**** PROVIDED PASSAGE
The sport’s governing body provisionally suspended Russia’s track and field federation on Friday, four days after the country was accused of operating a vast, state-sponsored doping program in a damning report by a World Anti-Doping Agency commission.

The move bars Russia from all international track and field competition for an indefinite period, including the 2016 Olympics in Rio de Janeiro, until the country is judged to have fixed its problems and fallen into line with global anti-doping rules.

Coe called the decision — approved 22-1 in a secret vote of the IAAF council via teleconference — “the toughest sanction we can apply at this time.” It’s the first time the International Association of Athletics Federations has ever banned a country over its doping failures.

“The whole system has failed the athletes, not just in Russia but around the world,” Coe said after a meeting that lasted nearly 3 1/2 hours. “This has been a shameful wake-up call and we are clear that cheating at any level will not be tolerated.”

“It makes me angry,” added Coe, a two-time Olympic 1500m champion from Great Britain. “We find ourselves in a shameful position tonight.”

Coe, who was elected IAAF president in August, had been under heavy pressure to take tough action, despite efforts by Russian officials to avoid a blanket ban by agreeing to cooperate and make reforms in their anti-doping system.

“This is not about politics, this is about protection of clean athletes,” Coe said. “It is why our council has sent such a strong message.”
********
**** GIVEN DATA
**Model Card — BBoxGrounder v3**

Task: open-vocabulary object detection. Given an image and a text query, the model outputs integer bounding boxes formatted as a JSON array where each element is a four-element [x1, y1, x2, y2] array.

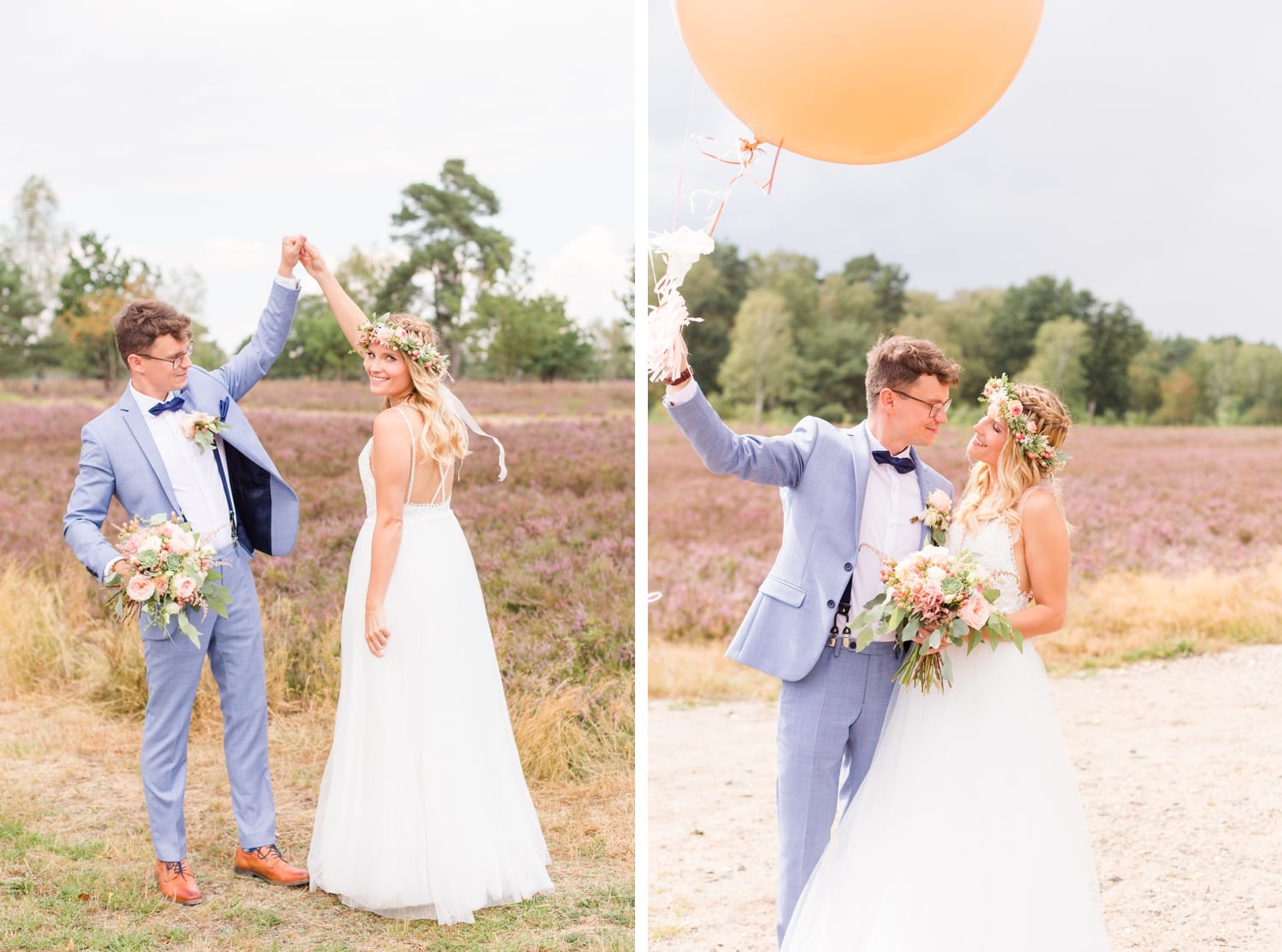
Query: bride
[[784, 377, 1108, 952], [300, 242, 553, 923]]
********
**** GIVEN DATA
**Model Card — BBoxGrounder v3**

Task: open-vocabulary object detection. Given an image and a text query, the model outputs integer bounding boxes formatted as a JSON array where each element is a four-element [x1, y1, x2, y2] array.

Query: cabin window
********
From the Russia ban article, write out word for word the part that opens with the words containing "The sport’s governing" and closes with "global anti-doping rules.". The items have nothing to do with the Russia ban article.

The sport’s governing body provisionally suspended Russia’s track and field federation on Friday, four days after the country was accused of operating a vast, state-sponsored doping program in a damning report by a World Anti-Doping Agency commission.

The move bars Russia from all international track and field competition for an indefinite period, including the 2016 Olympics in Rio de Janeiro, until the country is judged to have fixed its problems and fallen into line with global anti-doping rules.